• Supplied passage
▼▼▼

We resume the series of interviews through which we aim to discover together the passions and talents of the members of the Avenor College community. The initiative belongs to Ioana, a 12th grade student at Avenor International High School. Viorel Căpățînă is a professor of Geography and Global Perspectives at Avenor College, an incurable optimist, an enthusiastic storyteller and a collector of experiences and passions. We invite you to find out more about him from the next interview.

Ioana: Tell us a couple of words about Viorel Căpățînă. How would you describe yourself?

Viorel Căpățînă: I am an optimist, a person with a sense of humor, a simple man who really loves nature and his job: teaching. I come from a family of simple, modest people, from whom I have learned common sense and having a proper attitude.

Ioana: You were my Geography, Biology and Global Perspectives teacher. What is your specialty, what university did you graduate from?  

Viorel Căpățînă: I graduated from the Geography and Geology University from Iasi, specialising in Geography-English Language. I had my PhD in Geomorphology (the Science that studies the genesis and characteristics of landforms, their grouping and distribution on the Earth’s surface) in 2008. Next, I moved to Bucharest and I got a job at an international school, where I took IB (International Baccalaureate) courses in the subject of “Environmental Ecosystems in Societies” and I did an online Geography course also for IB. Then I went to Singapore, where I taught these subjects at school – Humanities and Environmental Systems. Later I returned to the country, teaching at Avenor College, where I currently follow the Cambridge curriculum and also where I studied online the subject of Global Perspectives and in particular Cambridge Geography.

Ioana: Where does the passion for the subjects you teach come from?

▲▲▲

• Work task
Continue the interview with Viorel Căpățînă after its last line.

• Supplied information
▼▼▼

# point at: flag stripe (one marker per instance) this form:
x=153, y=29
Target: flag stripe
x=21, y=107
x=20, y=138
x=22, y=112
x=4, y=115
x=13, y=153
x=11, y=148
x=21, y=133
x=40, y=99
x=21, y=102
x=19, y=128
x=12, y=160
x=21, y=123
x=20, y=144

▲▲▲

• Solved problem
Viorel Căpățînă: I grew up near the mountains, close to Brasov. Almost every day I roamed the meadows there and I was desperate to know more about plants and nature. I remember having a book called “Romania’s Natural Resources,” something like that, a book that had a collection of medicinal herbs. With this little book in my hand, when I was in the fourth or fifth grade, I would walk on the grass and identify by myself the plants from the book.

Later on, in high school, I had a teacher, who was also my form tutor, named Popa Mariana. She was a teacher of Geography and English and had also finished the University in Iași, studying the same subject that I would eventually end up studying. She had a method of teaching that appealed to me; I think she was my role model. She was the kind of person who had a lesson plan, tested the students’ knowledge in front of the map, and had these open-ended questions that made you find an answer by yourself. Something we do today as well, known as “Critical Thinking”. She was very nonconformist for Communist times.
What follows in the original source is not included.